**Your tasks**
1/ Using the Autotiler Mnist page, list every numerical value it states, not counting the processor name GAP9, and say what each one describes.
2/ Write the next part of the Autotiler Mnist page, picking up after its last sentence.

Autotiler: Mnist

Introduction

This document describes a MNINST hand written digit recognition application based on a convolutional neural network (CNN) on GAP9 processor deployed using the Autotiler.

NOTE: For a more complete use of NN deployment tools, we suggest to look into the nn/nntool examples where the GAPflow is used in its entirity to deploy a NN, including quantization, check of performance, etc. Here we want to show how the autotiler graph are described and what are the possible options (also available in NNTool scripting).

In the example, 28x28 pixels images are loaded from host PC in the L2 memory of the fabric controller. The images are then processed by the CNN on the 8 cores of the cluster. The CNN classifies the images in 10 categories (digit from 0 to 9), by selecting the maximum confidence value at the output as the inferred category.

The network topology (number of layers, number of inputs and outputs for the layers) has been taken from an open source project on the Internet. In this example, we demonstrate the implementation of this network on GAP9 using adapted data management through DMA and optimized parallelized filter kernels taking benefits of the 8 cores of the cluster.

The CNN has been trained off-line using the MNIST dataset. The recognition ratio reached after training is 96%, which is very close to the asymptotic ratio announced by the authors. Actually more sophisticated topologies can achieve a better rate, but this example is given more as a simpler tutorial for CNN implementation principles on GAP9 architecture. Specifically, it demonstrates how to perform data management between L2 memory in the fabric controller and the L1 cluster shared memory so that no memory overflow occurs while keeping all the compute resources busy. It also shows how the basic filter kernels (2D convolution filter and linear filters) can be described to use the 8 cores of the cluster efficiently so as to reduce computation time and hence power consumption of the application.

**Data lines**
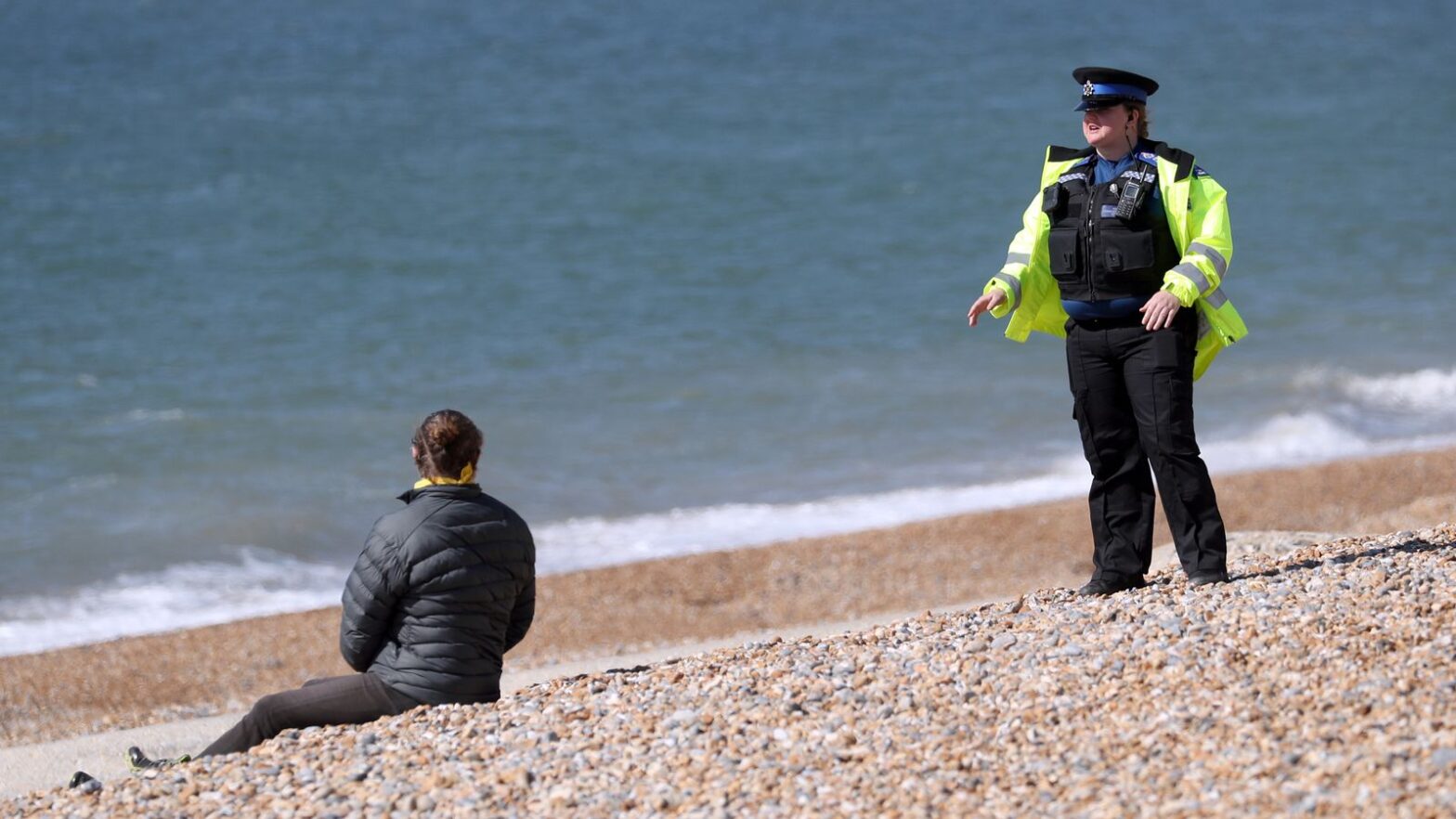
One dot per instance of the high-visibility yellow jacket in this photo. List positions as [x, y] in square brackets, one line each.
[1199, 219]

**Written answers**
1/
- 28x28: the size in pixels of the images loaded from the host PC
- 8: the number of cores in the cluster that runs the CNN
- 10: the number of categories the CNN sorts images into
- 0 to 9: the range of digits those categories cover
- 96%: the recognition ratio reached after training

2/
App Modes

This app runs a MNIST application using a graph generated by the autotiler. In the following sections it is showed in details how to program the autotiler and how it works. The app is showing the user how to run Autotiler graphs with different modalities, specifically:

Standard/Warm Mode: Mnist.c

Autotiler Graph Standard

Autotiler Graph w/ Warm Construct (menuconfig: “APP Mode -> Graph warm Xstructors”)

Reentrant Mode: MnistReentrant.c

Autotiler Graph w/ Reentrant mode (menuconfig: “App Mode -> Graph Reentrant”)

Autotiler Graph w/ Reentrant mode and custom yield hook (menuconfig: “App Mode -> Graph Reentrant” + “Use custom hook in Reentrant Mode”)

Both modes support the encryption of constants: (menuconfig: “Graph Encrypt Constants”)

This option enables the AES encryption of constants that have been promoted to L2 with consequent depryption before usage

With this mode the model has a special constructor and destructor function that allows the user to tune everything at app level (allocate/deallocate specific memory levels). Mnist.c contains the main application code. It is the same as the standard one but the construct/destruct functions take a list of boolean that selects if that memory area needs to be initialized/allocated or not.

    *** PMSIS Mnist Test ***

NN Warm Construct
Calling Cluster
Node Conv5x5ReLUMaxPool2x2_0 starts
Node Conv5x5ReLUMaxPool2x2_1 starts
Node LinearLayerReLU_0 starts
Node SoftMax_0 starts
Recognized number : 6

Test success with 0 error(s) !

With this mode the model run can be interrupted by higher priority tasks and resumed afterwards. Look into the Autotiler documentation for more details. MnistReentrant.c contains the main application code. After allocating the input and output buffers and read the image from file, the application opens the cluster and initializes the graph. Firstly it needs to explicitely configure and initialize the flash used for the file system. The pointer is then passed to the Construct via the Descr variable which allocates the static L2 buffer used for constant tensors used in the graph. Then the AllocCtxt function is called, here all the dynamic buffers are allocated (if not provided by the user - like in the warm mode of the model). After these initializations the model can be executed, two tasks are setup: one for the model RunMnist and another one for normal printfs RunPrint. The latter with higher priority: pi_cluster_task_priority(task_1, 1). They are enqueued one after the other asyncrounusely, so the RunMnist will start and right after it the higher priority one is triggered. As you can see from the log, after the first layer execution the RunMnist task is interrupted, the second task is served and eventually RunMnist is resumed to finish the execution.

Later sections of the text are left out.